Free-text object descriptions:
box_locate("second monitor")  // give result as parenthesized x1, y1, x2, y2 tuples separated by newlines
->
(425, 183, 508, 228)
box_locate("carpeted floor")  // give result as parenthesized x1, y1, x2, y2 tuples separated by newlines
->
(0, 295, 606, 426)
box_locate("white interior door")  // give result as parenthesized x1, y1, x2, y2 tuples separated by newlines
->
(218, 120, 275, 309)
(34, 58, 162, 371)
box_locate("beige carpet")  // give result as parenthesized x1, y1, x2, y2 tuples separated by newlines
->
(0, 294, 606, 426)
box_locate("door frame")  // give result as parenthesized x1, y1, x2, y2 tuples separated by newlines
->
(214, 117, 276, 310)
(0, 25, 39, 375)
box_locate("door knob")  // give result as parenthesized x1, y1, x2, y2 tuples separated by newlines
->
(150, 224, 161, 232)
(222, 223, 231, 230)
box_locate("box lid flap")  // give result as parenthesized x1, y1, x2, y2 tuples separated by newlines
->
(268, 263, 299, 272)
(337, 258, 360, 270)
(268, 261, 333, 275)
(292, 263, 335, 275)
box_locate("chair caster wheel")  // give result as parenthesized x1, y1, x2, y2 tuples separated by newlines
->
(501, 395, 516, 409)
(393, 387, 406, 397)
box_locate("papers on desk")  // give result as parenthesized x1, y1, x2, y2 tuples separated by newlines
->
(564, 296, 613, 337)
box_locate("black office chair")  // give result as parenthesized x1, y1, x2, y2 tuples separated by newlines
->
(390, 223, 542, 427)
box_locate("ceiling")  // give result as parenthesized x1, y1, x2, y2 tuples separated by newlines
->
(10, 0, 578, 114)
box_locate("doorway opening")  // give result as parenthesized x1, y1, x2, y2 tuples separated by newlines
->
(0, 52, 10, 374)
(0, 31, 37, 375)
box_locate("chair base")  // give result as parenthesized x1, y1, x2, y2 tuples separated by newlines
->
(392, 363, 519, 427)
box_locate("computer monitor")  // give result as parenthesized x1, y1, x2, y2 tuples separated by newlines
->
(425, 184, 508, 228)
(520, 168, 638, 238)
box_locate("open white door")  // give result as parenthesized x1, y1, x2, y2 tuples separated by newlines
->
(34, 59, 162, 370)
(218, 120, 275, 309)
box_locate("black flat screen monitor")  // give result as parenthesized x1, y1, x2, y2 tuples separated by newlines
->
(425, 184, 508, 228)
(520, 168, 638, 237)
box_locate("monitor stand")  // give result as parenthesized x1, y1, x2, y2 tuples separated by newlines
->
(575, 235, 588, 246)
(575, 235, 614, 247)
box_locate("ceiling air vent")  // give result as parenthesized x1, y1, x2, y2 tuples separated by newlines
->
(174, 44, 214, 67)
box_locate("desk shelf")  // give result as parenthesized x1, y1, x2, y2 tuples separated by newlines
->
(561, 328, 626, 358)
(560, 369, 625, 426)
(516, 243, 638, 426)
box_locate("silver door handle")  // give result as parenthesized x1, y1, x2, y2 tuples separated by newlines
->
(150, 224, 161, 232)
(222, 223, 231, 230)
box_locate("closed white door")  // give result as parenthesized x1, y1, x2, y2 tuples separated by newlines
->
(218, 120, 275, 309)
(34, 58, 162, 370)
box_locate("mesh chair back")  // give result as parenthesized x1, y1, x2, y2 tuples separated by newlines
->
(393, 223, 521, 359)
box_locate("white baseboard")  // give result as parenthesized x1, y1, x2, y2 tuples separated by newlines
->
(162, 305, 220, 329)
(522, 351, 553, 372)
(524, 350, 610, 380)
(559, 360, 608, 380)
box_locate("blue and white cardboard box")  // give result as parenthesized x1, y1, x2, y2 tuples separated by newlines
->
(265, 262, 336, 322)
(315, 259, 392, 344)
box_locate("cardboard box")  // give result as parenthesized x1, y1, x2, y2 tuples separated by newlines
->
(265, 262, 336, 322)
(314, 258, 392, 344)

### HOW TO COMPLETE THIS TASK
Write every record out again exactly.

### SOLUTION TO THIS TASK
box_locate("second monitor")  // give result as parenthesized x1, y1, x2, y2 tuples separated by newlines
->
(425, 183, 508, 228)
box_locate("carpeted floor")  // give result as parenthesized x1, y1, x2, y2 tuples separated by newlines
->
(0, 295, 606, 426)
box_locate("white interior door")  // give result as parenthesized x1, y1, x2, y2 tuples separated by newlines
->
(218, 120, 275, 309)
(34, 58, 162, 371)
box_locate("beige carpet")  // give result as parenthesized x1, y1, x2, y2 tuples separated by newlines
->
(0, 294, 606, 426)
box_locate("door frame")  // give result as parenthesized x1, y1, x2, y2 tuples separated by newlines
->
(214, 117, 276, 310)
(0, 25, 39, 375)
box_locate("door knob")  // give result as parenthesized x1, y1, x2, y2 tuples separated by newlines
->
(150, 224, 161, 232)
(222, 223, 231, 230)
box_locate("box lid flap")  // give result as parenthesized x1, y1, x2, y2 tuples separated by newlines
->
(268, 263, 299, 272)
(337, 258, 360, 270)
(268, 261, 333, 275)
(292, 263, 335, 275)
box_locate("chair caster wheel")  // give result as parenthesized x1, y1, x2, y2 tuples separated by newlines
->
(501, 395, 516, 409)
(393, 387, 406, 397)
box_locate("papers on desk")  // give result as parenthesized x1, y1, x2, y2 tuples separated by newlines
->
(564, 296, 613, 337)
box_locate("black office chair")  // give result as parenthesized x1, y1, x2, y2 tuples separated by newlines
->
(390, 223, 542, 427)
box_locate("ceiling")  // give result as parenthesized x1, y1, x2, y2 tuples separated by newlines
->
(10, 0, 578, 114)
box_locate("doorway opening")  // give result as parenthesized x1, y1, x2, y2 tuples separated by newlines
->
(0, 52, 10, 374)
(0, 31, 37, 375)
box_locate("chair base")  // give result as parenthesized x1, y1, x2, y2 tuples separated by newlines
->
(392, 363, 519, 427)
box_locate("computer monitor")  // give result as parenthesized x1, y1, x2, y2 tuples separated by newlines
->
(425, 184, 508, 228)
(520, 168, 638, 238)
box_locate("open white door")  // give result as parenthesized x1, y1, x2, y2 tuples separated by newlines
->
(34, 59, 162, 370)
(218, 120, 275, 309)
box_locate("black flat screen monitor")  // give result as parenthesized x1, y1, x2, y2 tuples separated by newlines
->
(425, 184, 508, 228)
(520, 168, 638, 237)
box_locate("monitor stand")  // give result as parenthesized x1, y1, x2, y2 tuples separated by newlines
->
(575, 235, 588, 246)
(575, 235, 614, 247)
box_locate("ceiling air vent")  // give result as parenthesized x1, y1, x2, y2 tuples separated by newlines
->
(174, 44, 214, 67)
box_locate("desk shelf")  // give result as parenthesized x1, y1, x2, y2 tuples separated by newlines
->
(561, 328, 626, 358)
(560, 369, 625, 426)
(516, 243, 638, 426)
box_locate("silver door handle")  // give result as parenthesized x1, y1, x2, y2 tuples separated by newlines
->
(150, 224, 161, 232)
(222, 223, 231, 230)
box_locate("closed white door")  // give result as parenthesized x1, y1, x2, y2 tuples separated by newlines
->
(218, 120, 275, 309)
(34, 58, 162, 370)
box_locate("mesh chair back")  // give result as parenthesized x1, y1, x2, y2 tuples separated by newlines
->
(393, 223, 521, 359)
box_locate("white baseboard")  // give result as parenthesized x1, y1, x2, y2 tuples separated by newlines
->
(162, 305, 220, 329)
(522, 351, 553, 372)
(524, 350, 610, 380)
(559, 360, 608, 380)
box_locate("blue and white cardboard box")  // give result as parenthesized x1, y1, x2, y2 tuples separated by newlines
->
(265, 262, 336, 322)
(315, 259, 392, 344)
box_locate("cardboard box")  // give result as parenthesized x1, y1, x2, y2 tuples separated by newlines
->
(265, 262, 336, 322)
(314, 258, 392, 344)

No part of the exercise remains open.